Texte à analyser

####

À la fin de l’année 2007, une femme de 40 ans, suivie depuis plusieurs années par un masseur kinésithérapeute pour des lombalgies chroniques, et qui ressentait depuis ses vacances des douleurs cervicales, se rend à l’hôpital pour y effectuer des radiographies, qui ne révéleront rien de particulier. Des antalgiques lui sont alors prescrits pendant 5 jours ainsi que le port d’une minerve. Le lendemain, elle se rend chez son kinésithérapeute qui effectue des manipulations lorsqu’il entend un craquement. La patiente fait immédiatement un malaise et tombe dans le coma. Elle est transportée en urgence à l’hôpital où elle est opérée. Malgré une importante rééducation, elle reste atteinte d’une tétraplégie et d’un quasi locked-in syndrome qui l’empêche de communiquer avec les autres, si ce n’est au travers d’un ordinateur. Faute de moyens suffisants, elle a été contrainte de vivre dans un foyer d’accueil spécialisé. En effet, le kinésithérapeute et son assureur refusaient de l’indemniser.
Dans un premier temps, elle confia la défense de ses intérêts à un avocat, qui obtenait en février 2009 devant le Président du Tribunal de Grande Instance de Pontoise la désignation d’un expert judiciaire, ainsi qu’une provision de 10.000€ à l’encontre du kinésithérapeute et de son assureur. Ces derniers interjetteront appel de cette ordonnance. Entretemps, les opérations d’expertises judiciaires débutaient alors même que la victime n’était assistée d’aucun médecin conseil. L’expert judiciaire déposait une note de synthèse qui mettait en doute la faute médicale du kinésithérapeute et se dirigeait vers l’existence d’un important état antérieur anéantissant ainsi les chances d’indemnisation de cette femme. Il était temps pour elle de prendre une décision. Allait-t-elle poursuivre la défense de son dossier dans ces conditions ?
Très inquiète à la lecture de cette note de synthèse, elle décida alors avec son époux de changer d’avocat et de confier sa défense à un avocat spécialisé. Celui-ci informa sa cliente que la provision obtenue ne serait certainement pas confirmée par la Cour d’Appel de Versailles et qu’il convenait de reprendre l’entier dossier, de refaire l’expertise et d’être assistée par un médecin conseil de victimes spécialisé dans ce type de handicap et désigné par le cabinet, puis de saisir un autre tribunal. L’avocat spécialisé était convaincu que la patiente avait été mal assistée, qu’elle pouvait peut-être obtenir une bonne indemnisation, que la gravité de son handicap ne permettait pas l’erreur, qu’il fallait se battre et tout recommencer. La victime accepta de faire confiance à l’avocat spécialisé et de tout reprendre à zéro.

####

Données fournies
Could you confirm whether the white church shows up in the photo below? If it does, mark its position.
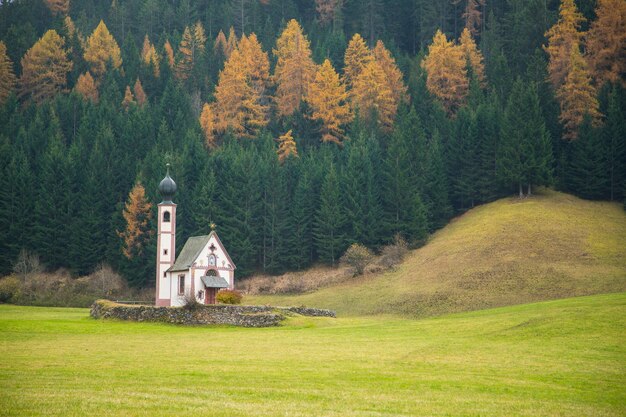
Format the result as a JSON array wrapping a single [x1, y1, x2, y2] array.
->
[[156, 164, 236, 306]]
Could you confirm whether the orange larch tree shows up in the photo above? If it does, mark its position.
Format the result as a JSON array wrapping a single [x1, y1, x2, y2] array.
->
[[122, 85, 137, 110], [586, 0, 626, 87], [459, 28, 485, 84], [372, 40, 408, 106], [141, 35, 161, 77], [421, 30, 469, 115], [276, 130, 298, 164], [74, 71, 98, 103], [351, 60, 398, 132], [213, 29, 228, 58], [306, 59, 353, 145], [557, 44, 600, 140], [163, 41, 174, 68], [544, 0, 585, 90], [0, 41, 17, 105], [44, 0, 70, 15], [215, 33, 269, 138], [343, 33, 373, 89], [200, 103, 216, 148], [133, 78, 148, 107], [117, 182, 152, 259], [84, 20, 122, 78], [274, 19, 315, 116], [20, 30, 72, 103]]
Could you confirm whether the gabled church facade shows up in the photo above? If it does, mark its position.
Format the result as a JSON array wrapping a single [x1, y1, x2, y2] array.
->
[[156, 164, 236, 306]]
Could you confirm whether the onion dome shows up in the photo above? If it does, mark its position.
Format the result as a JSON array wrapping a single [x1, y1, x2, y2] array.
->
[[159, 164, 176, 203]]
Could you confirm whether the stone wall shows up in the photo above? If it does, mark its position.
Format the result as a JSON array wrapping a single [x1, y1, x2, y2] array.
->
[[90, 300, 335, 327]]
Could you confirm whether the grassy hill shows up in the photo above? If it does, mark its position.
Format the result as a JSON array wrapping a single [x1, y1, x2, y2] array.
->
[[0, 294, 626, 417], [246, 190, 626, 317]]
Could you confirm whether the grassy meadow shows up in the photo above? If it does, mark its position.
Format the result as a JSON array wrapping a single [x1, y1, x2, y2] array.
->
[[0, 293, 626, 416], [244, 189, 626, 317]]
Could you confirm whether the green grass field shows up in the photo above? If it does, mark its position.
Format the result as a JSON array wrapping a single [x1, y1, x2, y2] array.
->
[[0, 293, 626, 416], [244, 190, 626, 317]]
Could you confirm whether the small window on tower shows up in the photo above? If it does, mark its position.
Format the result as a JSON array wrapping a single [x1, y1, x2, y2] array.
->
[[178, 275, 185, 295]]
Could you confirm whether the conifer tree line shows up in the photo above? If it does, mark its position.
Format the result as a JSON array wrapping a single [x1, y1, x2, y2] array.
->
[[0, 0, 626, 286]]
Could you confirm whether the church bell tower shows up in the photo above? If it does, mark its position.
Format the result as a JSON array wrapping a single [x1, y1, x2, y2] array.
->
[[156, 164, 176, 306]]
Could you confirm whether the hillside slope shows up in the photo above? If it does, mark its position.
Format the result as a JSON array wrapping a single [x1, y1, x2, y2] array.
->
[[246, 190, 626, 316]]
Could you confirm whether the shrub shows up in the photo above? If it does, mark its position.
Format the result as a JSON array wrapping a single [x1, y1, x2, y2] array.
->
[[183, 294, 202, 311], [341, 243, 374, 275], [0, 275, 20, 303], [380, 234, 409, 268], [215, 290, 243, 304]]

####

Consignes
[a] Relevez dans le texte à analyser toutes les démarches que l'avocat spécialisé juge nécessaires pour reprendre la défense de la patiente.
[b] D'après le texte à analyser, quel était le montant de la provision obtenue en février 2009 contre le kinésithérapeute et son assureur ?
[c] Résumez le texte à analyser en deux phrases.
Ces données n'ont aucun rapport avec le texte à analyser.

Corrigé
[a]
- Reprendre l'entier dossier
- Refaire l'expertise
- Être assistée par un médecin conseil de victimes spécialisé dans ce type de handicap et désigné par le cabinet
- Saisir un autre tribunal

[b] 10.000 €.

[c] Après des manipulations cervicales pratiquées par son kinésithérapeute, une femme de 40 ans est restée atteinte d'une tétraplégie et d'un quasi locked-in syndrome, et le praticien comme son assureur ont refusé de l'indemniser. Comme une note de l'expert judiciaire mettait en doute la faute du kinésithérapeute, elle a confié sa défense à un avocat spécialisé et accepté de tout reprendre à zéro.